#### To do:
Rescale the material from its first line through the line containing "[(13, 86), (31, 154)]", and give only those lines. Reproduce each line with its request, multiply every coordinate in the answers by 1.3, and round to the nearest whole number with halves rounded up.
=== Data to use ===
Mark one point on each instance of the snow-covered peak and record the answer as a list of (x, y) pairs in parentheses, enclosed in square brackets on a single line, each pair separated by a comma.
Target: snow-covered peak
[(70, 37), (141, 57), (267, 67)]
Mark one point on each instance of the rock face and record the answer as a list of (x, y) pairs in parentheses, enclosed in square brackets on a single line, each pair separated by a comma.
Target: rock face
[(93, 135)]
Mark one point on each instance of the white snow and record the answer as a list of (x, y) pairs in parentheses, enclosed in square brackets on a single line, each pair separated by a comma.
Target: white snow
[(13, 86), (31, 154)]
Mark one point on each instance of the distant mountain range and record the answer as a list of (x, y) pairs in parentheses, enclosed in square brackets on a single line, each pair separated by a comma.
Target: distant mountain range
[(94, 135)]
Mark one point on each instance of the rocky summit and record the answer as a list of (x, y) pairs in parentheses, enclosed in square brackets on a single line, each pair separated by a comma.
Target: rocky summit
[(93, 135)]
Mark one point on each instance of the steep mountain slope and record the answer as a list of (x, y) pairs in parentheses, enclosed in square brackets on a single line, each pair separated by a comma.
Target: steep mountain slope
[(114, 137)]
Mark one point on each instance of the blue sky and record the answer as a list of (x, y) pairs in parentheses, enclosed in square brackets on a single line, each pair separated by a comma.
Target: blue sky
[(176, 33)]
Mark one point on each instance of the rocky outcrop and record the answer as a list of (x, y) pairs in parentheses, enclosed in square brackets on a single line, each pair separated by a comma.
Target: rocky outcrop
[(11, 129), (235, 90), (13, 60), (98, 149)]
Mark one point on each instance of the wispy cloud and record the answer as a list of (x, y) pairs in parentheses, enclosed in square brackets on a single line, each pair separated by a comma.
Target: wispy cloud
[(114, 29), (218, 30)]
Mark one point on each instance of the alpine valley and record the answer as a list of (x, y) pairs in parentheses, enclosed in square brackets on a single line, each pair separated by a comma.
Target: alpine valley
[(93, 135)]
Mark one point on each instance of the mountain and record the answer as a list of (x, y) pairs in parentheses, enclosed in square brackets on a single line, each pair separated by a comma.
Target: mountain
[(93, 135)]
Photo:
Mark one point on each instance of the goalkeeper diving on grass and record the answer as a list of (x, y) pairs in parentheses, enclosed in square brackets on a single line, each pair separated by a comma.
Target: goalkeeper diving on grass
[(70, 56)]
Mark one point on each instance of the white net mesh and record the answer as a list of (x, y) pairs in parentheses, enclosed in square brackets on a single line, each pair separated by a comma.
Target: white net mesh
===
#### Exercise result:
Mark one point on each instance of the snow-covered peak and record the answer as a list of (x, y) pairs in parentheses, enclosed in square brackets on a single line, each pair separated by a comma.
Target: snow-covered peak
[(91, 48), (183, 74), (347, 87)]
Mark one point on each instance of the rock face and record the answer as a list of (x, y) pairs in parentheses, enclosed in square brackets on a single line, each pair separated by a comma.
Target: rock face
[(121, 176)]
Mark one point on each instance of the white snow and record the answer as a list of (x, y) pairs in parentheses, enclosed in square brackets on a single line, each pair separated by a comma.
Target: white snow
[(17, 112), (40, 200)]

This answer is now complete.